### Passage for review
▬▬▬▬▬▬▬▬▬▬
‘Inspirational’ Ruth rewarded for helping new mothers

A GROUNDBREAKING scheme to help servicewomen cope while on maternity leave earned the Royal Navy officer behind it an inspirational award.

Surgeon Lieutenant Commander Ruth Guest was singled out for her ‘Project Rebalance’ pilot initiative at the fourth Women in Defence Awards.

The Portsmouth-based naval doctor was concerned that there were stark differences between the support civilian and military personnel receive after giving birth – and began a pilot study into the issue.

The mother-of-two felt from personal experience that there was a gap between the health care services of the MOD and the NHS – a gap servicewomen on maternity leave might fall into.

She feared servicewomen may be at increased risk of perinatal mental health issues (pregnancy and the year after delivery), due to a host of factors related to life in the forces. Should any woman fall into this gap, the likelihood of seeking and obtaining help would be small.

More than 200 personnel responded to her survey – confirming her fears and revealing that many servicewomen felt there were barriers to them seeking support, they often felt isolated, and were unaware of some of the services available to them.
▬▬▬▬▬▬▬▬▬▬
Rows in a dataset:
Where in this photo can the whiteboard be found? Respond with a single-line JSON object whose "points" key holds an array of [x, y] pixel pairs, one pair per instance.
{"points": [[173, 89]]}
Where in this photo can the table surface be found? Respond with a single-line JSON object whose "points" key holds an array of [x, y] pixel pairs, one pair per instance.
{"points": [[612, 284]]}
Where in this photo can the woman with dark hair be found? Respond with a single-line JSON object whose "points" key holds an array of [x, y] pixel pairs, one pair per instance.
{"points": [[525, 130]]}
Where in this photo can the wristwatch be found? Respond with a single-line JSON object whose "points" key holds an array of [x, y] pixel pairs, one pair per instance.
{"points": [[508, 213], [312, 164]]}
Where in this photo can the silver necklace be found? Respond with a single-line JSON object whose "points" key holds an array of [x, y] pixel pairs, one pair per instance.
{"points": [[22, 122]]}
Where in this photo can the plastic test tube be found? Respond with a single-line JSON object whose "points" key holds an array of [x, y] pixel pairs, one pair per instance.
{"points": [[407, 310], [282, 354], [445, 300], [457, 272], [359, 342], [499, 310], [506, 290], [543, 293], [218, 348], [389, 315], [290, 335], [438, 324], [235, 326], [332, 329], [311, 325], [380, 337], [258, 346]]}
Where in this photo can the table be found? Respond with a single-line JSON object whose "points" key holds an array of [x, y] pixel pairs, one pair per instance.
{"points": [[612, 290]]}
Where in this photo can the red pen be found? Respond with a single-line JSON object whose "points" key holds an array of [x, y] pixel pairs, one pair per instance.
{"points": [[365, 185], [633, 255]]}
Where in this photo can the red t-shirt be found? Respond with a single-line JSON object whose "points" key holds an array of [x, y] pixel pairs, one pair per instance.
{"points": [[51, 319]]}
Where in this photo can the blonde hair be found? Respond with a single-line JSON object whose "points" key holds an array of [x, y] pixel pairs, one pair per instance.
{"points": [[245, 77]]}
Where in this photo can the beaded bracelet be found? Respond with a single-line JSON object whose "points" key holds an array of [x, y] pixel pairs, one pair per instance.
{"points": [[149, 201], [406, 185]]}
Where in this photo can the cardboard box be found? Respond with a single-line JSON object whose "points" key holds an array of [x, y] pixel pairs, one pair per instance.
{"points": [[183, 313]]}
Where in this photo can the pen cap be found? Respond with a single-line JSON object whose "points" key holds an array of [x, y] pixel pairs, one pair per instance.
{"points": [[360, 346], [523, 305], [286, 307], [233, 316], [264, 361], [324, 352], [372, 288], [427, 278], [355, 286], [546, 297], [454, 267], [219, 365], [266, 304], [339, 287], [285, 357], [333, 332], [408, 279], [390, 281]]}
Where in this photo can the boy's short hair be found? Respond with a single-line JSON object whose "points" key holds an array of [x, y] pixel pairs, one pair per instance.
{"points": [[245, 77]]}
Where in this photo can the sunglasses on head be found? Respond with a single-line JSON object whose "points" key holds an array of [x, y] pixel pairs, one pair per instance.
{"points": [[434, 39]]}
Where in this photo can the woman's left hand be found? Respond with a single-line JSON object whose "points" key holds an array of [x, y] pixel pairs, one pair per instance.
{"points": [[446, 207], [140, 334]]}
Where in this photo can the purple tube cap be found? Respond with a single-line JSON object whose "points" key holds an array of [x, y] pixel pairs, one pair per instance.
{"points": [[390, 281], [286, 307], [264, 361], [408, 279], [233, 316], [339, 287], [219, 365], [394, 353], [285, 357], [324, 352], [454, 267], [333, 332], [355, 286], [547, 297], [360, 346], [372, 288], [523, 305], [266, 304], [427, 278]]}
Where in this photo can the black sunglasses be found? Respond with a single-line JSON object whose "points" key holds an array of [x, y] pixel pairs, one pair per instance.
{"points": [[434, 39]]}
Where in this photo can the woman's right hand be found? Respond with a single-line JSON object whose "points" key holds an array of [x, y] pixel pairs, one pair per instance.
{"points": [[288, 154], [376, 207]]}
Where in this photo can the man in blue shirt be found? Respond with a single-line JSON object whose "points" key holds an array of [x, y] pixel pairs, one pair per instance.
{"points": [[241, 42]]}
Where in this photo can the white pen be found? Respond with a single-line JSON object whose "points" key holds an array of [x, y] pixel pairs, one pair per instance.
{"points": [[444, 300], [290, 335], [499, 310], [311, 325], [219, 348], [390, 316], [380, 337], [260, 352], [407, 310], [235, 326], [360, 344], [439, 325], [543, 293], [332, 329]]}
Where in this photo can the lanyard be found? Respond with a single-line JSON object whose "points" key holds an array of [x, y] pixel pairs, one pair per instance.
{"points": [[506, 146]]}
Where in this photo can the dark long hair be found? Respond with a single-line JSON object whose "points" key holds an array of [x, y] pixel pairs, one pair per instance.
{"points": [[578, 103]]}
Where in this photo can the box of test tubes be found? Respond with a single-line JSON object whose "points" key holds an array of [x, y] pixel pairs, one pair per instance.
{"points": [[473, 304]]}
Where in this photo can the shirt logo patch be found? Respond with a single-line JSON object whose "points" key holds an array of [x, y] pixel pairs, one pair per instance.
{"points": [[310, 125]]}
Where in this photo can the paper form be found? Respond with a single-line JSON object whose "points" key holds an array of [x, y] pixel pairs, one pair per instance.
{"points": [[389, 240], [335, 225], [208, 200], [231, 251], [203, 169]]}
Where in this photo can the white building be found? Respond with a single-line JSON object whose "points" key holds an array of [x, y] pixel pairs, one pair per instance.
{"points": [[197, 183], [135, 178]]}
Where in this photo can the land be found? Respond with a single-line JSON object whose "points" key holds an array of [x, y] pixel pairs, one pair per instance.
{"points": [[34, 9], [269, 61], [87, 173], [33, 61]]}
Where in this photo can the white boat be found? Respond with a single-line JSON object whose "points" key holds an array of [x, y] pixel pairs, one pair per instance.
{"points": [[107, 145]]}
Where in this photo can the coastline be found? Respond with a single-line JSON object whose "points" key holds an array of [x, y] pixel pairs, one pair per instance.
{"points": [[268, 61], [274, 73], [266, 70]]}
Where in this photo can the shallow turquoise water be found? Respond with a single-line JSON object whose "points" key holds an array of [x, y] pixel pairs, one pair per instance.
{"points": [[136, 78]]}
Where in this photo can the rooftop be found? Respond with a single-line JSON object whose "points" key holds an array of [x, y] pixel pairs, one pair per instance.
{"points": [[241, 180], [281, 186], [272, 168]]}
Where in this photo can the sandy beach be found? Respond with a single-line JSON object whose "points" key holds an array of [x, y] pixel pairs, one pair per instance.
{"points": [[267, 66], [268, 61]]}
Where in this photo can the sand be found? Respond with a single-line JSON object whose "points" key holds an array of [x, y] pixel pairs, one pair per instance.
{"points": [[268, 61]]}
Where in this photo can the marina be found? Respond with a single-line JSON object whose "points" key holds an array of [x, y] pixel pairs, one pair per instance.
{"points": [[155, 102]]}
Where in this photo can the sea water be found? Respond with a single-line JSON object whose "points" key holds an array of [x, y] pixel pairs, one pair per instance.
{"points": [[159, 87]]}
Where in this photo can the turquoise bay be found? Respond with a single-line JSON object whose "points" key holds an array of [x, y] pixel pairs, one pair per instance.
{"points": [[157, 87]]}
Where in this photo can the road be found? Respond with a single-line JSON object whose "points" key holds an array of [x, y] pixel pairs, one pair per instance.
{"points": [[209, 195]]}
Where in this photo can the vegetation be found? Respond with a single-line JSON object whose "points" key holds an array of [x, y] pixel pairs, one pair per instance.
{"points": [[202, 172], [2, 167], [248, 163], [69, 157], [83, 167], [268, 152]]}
▬▬▬▬▬▬▬▬▬▬
### Task to complete
Using the article about Ruth Guest's award, decide whether each statement agrees with it, answering yes or no and quoting the words that settle it. 1. Project Rebalance won an award at the third Women in Defence Awards. 2. Fewer than 100 personnel responded to the survey. 3. Ruth Guest is a mother of two. You can complete the work without the rows.

### Result of this task
1. No: "at the fourth Women in Defence Awards"
2. No: "More than 200 personnel responded to her survey"
3. Yes: "The mother-of-two"